| Given instruction |
Filter the data below and copy each line that contains the word "shirt".

Records from a collection

════════

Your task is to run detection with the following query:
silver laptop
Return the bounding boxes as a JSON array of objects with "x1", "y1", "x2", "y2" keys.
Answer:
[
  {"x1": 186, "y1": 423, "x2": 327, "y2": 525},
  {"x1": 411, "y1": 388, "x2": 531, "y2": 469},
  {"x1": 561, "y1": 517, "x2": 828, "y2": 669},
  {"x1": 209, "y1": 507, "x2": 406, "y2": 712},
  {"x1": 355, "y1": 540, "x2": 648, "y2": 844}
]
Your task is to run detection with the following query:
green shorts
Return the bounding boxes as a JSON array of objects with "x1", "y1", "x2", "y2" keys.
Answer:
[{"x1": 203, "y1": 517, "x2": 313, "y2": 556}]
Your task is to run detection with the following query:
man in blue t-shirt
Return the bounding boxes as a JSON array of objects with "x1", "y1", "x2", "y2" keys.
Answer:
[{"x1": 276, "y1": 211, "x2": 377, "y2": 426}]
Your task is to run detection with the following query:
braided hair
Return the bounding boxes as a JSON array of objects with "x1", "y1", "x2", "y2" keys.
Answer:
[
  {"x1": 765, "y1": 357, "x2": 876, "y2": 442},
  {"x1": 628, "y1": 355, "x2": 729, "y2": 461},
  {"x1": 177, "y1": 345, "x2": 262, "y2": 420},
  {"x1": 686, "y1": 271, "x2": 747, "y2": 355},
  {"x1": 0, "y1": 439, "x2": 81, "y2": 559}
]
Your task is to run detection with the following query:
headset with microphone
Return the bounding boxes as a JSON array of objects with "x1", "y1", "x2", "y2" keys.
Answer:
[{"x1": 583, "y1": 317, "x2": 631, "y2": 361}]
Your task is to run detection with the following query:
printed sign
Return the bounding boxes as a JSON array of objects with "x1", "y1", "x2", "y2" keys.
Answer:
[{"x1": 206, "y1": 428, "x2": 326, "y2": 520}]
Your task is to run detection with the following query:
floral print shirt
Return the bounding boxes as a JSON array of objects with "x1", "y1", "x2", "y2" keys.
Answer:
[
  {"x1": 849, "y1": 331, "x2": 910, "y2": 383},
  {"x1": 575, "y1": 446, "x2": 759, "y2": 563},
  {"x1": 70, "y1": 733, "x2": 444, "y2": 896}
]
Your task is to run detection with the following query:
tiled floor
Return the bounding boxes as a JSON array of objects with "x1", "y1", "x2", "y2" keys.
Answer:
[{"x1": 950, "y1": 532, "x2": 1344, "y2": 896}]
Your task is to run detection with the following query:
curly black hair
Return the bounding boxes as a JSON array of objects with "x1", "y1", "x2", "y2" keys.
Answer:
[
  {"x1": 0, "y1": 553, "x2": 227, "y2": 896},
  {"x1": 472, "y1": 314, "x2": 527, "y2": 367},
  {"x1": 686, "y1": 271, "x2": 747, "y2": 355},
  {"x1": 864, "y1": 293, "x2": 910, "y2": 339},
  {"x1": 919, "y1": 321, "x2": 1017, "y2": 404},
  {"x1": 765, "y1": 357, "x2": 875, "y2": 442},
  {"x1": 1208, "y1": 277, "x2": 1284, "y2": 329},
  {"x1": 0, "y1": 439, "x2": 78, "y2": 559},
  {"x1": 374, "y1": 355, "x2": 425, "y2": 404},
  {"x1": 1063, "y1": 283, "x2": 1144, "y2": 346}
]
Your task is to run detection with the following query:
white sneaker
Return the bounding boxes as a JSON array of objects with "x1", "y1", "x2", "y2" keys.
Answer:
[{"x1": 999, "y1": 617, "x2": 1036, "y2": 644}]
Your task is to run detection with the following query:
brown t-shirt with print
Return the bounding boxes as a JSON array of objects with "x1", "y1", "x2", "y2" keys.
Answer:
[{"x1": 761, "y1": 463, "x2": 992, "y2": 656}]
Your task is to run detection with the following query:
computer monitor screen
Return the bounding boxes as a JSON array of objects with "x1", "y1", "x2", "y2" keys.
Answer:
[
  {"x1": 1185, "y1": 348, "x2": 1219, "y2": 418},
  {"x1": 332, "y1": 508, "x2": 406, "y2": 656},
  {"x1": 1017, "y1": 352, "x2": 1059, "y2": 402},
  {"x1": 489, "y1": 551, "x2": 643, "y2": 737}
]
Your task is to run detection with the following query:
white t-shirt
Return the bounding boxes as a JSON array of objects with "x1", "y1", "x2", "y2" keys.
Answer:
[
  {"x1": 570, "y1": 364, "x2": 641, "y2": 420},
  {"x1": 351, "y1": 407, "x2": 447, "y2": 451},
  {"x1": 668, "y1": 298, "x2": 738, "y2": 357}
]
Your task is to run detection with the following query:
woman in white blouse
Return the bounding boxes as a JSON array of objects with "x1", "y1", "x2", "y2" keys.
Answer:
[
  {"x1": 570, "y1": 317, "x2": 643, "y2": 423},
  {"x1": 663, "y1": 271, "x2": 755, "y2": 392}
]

════════

| Reply to the task |
man in blue t-shirt
floral print shirt
brown t-shirt with print
white t-shirt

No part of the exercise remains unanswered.